Notwithstanding the change to the underlying factual matrix after the offer was made, I do not consider that the amendments expanded issues that ‘materially contributed’ to the Court’s findings. The amendments related only to the quantification of loss and damage flowing from a finding of breach of contract, and not to establishing a necessary element of that (or another) cause of action. While the space devoted to the mitigation and deposit issues in the pleading may have been considerable, only approximately five pages of my 98-page decision related to those issues.[27]
[27]KIA v Bensons (n 1) 92–7.
The Court’s discretion to ‘otherwise order’ due to a change in circumstances or change in case after the offer is made should be exercised where the change is ‘extraordinary’ and not where the change could be considered an ‘ordinary ris[k] inherent in litigation’.[28]
[28]Dal Pont (n 9) 410 [13.43].
In Shaw v Jarldorn,[29] Doyle CJ stated:
[6] A defendant who does not accept an offer made by a plaintiff will, of necessity, only know after judgment if the defendant was right to fight on rather than to accept the offer. But once again, the rule operates on the premise that if an offer is made by the plaintiff, the defendant will weigh up the advantages and disadvantages of not accepting the offer. In weighing up those advantages and disadvantages, the defendant must take into account the ordinary risks of litigation, including the fact that in a damages claim in particular it is usually impossible to predict with any precision the amount of damages that will be awarded. And such a defendant must also bear in mind that if matters of fact that will affect the amount of damages are in issue, a decision on those matters can go one way or the other. …
…
[8] … [E]vents that occur after the offer is made will be of limited weight, unless they demonstrate that the amount of the judgment that the plaintiff ultimately recovers was materially affected by subsequent events that the defendant could not reasonably have anticipated. And, in that context, I emphasise that both the defendant and the plaintiff will be assumed to anticipate the ordinary risks and vicissitudes of litigation. In deciding not to accept an offer a defendant makes the judgment that it will run the risk of the plaintiff equalling or bettering the offer, in the hope that the plaintiff will recover less than the amount of the offer. A defendant who makes that choice cannot reasonably complain if, as a result of the ordinary risks and vicissitudes of litigation, the defendant's judgment is proven to be unsound.[30]
[29](1999) 76 SASR 28 (‘Shaw v Jarldorn’).
[30]Ibid [6], [8].
In my view, it is a risk inherent in litigation that a party alleging breach of contract will take steps in mitigation, the consequence of which is that amendments to pleadings will be made and further evidence as to those steps introduced. In this case, it was in fact KIA’s successful steps in mitigation which resulted in only nominal damages of $100 being awarded against Bensons, as opposed to a more substantial sum. I do not consider that KIA should, in those circumstances, be penalised by denying it the benefit of the costs consequences prescribed by the Rules.

> _Stated exercise A_:
Can you transcribe the costs judgment from "The Court’s discretion" up to and including "9) 410 [13.43]."?
> _Stated exercise B_:
How would the costs judgment go on after its final sentence? Write the continuation.
The entries play no part in what is asked here.

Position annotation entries

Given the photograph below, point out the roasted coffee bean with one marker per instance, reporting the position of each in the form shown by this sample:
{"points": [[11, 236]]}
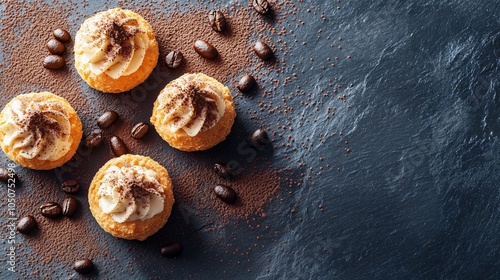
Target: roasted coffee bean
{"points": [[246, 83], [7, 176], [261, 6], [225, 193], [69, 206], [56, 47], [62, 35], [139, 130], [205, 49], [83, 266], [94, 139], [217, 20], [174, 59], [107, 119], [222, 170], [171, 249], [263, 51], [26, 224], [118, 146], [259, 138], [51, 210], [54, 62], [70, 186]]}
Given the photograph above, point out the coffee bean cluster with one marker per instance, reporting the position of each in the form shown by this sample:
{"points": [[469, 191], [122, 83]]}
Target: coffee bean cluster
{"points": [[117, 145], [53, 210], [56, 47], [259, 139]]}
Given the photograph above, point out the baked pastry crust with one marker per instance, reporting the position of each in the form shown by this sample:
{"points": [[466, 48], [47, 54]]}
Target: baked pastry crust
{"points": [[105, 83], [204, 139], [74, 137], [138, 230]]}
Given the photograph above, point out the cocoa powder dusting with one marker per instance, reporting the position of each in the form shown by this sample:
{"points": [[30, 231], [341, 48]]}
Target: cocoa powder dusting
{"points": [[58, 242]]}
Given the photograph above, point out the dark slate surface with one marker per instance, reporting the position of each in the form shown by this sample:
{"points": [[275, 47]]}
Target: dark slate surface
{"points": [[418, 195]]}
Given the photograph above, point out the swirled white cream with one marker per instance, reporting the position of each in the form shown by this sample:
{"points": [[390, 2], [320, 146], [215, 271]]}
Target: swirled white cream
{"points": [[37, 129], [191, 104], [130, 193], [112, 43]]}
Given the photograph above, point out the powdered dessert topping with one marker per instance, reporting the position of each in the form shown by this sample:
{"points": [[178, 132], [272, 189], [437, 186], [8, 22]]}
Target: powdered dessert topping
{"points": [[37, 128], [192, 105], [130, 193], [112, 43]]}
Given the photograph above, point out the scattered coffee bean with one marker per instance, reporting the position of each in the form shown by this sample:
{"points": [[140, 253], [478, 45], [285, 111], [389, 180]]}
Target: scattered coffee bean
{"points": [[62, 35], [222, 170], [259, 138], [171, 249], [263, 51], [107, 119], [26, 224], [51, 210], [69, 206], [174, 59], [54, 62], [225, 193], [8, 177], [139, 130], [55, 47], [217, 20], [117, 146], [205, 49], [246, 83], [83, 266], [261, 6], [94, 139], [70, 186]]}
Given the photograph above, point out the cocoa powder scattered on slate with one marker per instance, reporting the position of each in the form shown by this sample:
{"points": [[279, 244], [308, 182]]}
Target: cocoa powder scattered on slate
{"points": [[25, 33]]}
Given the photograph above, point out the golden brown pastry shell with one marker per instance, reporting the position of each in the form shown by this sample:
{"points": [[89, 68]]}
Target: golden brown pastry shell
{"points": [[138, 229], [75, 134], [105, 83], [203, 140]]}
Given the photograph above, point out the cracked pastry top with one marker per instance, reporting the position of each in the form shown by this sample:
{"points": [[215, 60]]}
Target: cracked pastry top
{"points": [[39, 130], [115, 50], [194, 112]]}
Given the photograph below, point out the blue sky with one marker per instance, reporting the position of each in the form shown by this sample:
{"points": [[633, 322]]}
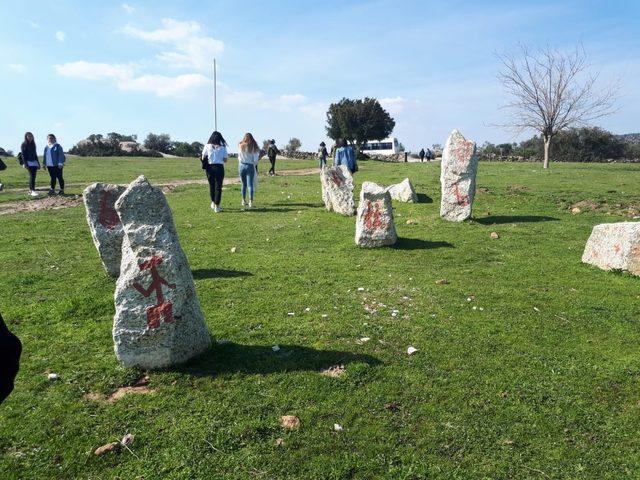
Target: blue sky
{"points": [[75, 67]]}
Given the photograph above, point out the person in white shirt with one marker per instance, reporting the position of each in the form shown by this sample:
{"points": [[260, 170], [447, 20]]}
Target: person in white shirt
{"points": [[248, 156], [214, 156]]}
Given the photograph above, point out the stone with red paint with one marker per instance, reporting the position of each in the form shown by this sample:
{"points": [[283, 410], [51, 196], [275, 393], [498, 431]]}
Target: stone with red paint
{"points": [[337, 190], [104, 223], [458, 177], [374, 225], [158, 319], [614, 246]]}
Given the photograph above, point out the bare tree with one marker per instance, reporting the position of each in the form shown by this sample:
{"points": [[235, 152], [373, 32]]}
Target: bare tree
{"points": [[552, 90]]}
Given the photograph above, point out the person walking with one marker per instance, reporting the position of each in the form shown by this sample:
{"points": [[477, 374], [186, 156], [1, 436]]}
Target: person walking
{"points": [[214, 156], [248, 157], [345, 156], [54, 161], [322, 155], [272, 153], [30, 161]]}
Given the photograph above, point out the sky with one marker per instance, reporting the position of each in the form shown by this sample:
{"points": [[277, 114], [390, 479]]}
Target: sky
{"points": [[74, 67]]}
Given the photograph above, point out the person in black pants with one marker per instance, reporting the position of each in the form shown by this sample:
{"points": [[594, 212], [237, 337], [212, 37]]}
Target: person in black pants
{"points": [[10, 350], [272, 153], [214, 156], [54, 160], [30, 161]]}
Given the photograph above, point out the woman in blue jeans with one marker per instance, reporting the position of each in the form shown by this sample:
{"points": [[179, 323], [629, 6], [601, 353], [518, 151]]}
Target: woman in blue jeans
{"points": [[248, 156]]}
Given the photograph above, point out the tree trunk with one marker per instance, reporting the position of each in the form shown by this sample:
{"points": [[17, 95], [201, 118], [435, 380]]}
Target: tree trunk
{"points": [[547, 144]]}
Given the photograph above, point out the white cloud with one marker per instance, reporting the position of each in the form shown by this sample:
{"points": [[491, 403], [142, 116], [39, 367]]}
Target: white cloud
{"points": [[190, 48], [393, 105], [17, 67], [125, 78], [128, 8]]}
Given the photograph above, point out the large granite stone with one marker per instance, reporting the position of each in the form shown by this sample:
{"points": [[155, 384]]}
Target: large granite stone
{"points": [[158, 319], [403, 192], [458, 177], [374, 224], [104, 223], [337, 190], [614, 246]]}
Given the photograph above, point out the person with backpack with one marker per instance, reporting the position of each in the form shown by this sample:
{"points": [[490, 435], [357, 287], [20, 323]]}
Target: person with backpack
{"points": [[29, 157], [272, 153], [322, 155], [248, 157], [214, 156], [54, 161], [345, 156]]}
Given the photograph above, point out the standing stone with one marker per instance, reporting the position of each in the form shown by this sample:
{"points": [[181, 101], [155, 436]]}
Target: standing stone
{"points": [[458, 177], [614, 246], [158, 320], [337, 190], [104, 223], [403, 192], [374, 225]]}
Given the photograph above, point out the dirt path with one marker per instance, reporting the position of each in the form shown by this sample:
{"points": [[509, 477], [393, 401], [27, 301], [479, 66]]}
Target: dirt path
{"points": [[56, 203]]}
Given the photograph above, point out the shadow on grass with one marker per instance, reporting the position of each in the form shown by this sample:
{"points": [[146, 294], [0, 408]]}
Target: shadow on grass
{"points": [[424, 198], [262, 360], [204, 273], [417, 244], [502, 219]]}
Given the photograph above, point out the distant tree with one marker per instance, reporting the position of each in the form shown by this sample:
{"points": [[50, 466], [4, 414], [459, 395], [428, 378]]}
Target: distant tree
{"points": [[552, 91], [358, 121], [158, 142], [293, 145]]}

> _Written reply A_:
The Court’s discretion to ‘otherwise order’ due to a change in circumstances or change in case after the offer is made should be exercised where the change is ‘extraordinary’ and not where the change could be considered an ‘ordinary ris[k] inherent in litigation’.[28]
[28]Dal Pont (n 9) 410 [13.43].

> _Written reply B_:
Bensons has not established that I should depart from the usual order under the Rules because of the amendments to KIA’s case.
Award of nominal damages and alleged failure on majority of substantial issues
Bensons alternatively submits that KIA’s failure on substantial issues at trial and its award of nominal damages constitute ‘good reason’ for the Court to depart from the usual order.
In NCON Australia Ltd v Spotlight Pty Ltd [No 7] (‘NCON’),[31] I considered both the status of a party who has obtained an award of nominal damages only and the power of the court to award costs proportionately where a party has enjoyed mixed success. In short, a plaintiff who receives an award of nominal damages is not usually viewed as the successful party, unless the plaintiff also establishes a legal right independent of damages in the proceeding.[32] Where the outcome of litigation does not wholly favour one party, costs may be apportioned in respect of individual causes of action or issues, which may result in an order for a proportion of the successful party’s costs.[33]
[31][2014] VSC 25 (‘NCON’).
[32]Ibid [14]–[23].
[33]Ibid [24]–[25], citing GT Corporation Pty Ltd v Amare Safety Pty Ltd (No 3) [2008] VSC 296.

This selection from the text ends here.